** GIVEN PASSAGE **
• • • • • • •

Introduction. The insula cortex is involved in processing both external stimuli and stimuli from within the body. Due to its’ complexity and involvement in a variety of different functions, parcellation of the insular cortex became an important methodological question. Previous studies using the gradient approach showed that the functional connectivity diversity of the insula could be considered a continuum with a gradual change rather than parcellate it into distinct subregions. The study aimed to apply the gradient approach to investigate the structural connectivity diversity of the insula cortex and its correspondence with activity in functional magnetic resonance imaging (fMRI).

Methods. Sixteenth healthy subjects underwent fMRI with interoceptive and exteroceptive conditions. During the first one, participants silently counted their heartbeats. For the latter one, participants silently counted the tones played through headphones attached to the scanner. The same participants underwent diffusion magnetic resonance imaging (dMRI). The data was used for tractography using probabilistic tracking with crossing fibres (PROBTRACKX) from each insula voxel to a set of regions of interest (ROI). Gradients were computed using BrainSpace toolbox based on probability matrices as an output of PROBTRACKX.

• • • • • • •

** WHAT IS REQUIRED **
Write out part of the insula study text word for word, beginning at "Methods. Sixteenth healthy" and stopping after "output of PROBTRACKX.".

** INFORMATION PROVIDED **
• • • • • • •

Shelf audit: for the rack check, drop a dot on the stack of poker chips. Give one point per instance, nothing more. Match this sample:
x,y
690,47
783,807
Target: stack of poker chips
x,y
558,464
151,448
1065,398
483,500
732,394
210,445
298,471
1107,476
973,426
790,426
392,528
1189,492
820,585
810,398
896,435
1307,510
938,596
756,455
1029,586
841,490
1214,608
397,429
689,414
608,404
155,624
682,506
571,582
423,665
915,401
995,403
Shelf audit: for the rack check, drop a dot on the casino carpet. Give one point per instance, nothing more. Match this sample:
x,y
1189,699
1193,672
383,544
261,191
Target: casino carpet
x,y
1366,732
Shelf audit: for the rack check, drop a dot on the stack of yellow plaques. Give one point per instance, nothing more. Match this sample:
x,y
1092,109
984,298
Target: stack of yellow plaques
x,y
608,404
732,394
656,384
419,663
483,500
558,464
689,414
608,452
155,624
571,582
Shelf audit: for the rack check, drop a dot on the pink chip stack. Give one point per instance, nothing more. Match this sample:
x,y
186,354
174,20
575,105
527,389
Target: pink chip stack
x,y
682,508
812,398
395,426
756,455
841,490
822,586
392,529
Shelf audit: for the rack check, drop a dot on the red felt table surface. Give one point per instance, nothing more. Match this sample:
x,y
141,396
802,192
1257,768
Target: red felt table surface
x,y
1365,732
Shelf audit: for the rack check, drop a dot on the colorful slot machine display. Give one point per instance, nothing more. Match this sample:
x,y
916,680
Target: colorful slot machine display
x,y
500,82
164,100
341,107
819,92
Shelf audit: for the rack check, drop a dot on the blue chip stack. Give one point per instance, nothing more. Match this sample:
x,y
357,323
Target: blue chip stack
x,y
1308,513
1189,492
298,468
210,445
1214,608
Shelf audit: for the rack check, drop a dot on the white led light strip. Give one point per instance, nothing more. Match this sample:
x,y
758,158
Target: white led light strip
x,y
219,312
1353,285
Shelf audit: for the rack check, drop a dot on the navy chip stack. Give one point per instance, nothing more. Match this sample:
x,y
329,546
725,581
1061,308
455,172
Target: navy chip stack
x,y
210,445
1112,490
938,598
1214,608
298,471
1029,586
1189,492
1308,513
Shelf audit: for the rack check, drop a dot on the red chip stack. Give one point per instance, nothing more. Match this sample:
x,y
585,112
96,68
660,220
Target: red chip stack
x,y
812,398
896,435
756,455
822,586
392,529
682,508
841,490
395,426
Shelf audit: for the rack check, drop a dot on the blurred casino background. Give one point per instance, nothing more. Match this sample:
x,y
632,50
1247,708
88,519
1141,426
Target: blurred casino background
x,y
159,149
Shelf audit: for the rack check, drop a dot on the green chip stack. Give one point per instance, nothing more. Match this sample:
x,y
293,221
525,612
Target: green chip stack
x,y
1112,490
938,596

• • • • • • •

** ANSWER BOX **
Methods. Sixteenth healthy subjects underwent fMRI with interoceptive and exteroceptive conditions. During the first one, participants silently counted their heartbeats. For the latter one, participants silently counted the tones played through headphones attached to the scanner. The same participants underwent diffusion magnetic resonance imaging (dMRI). The data was used for tractography using probabilistic tracking with crossing fibres (PROBTRACKX) from each insula voxel to a set of regions of interest (ROI). Gradients were computed using BrainSpace toolbox based on probability matrices as an output of PROBTRACKX.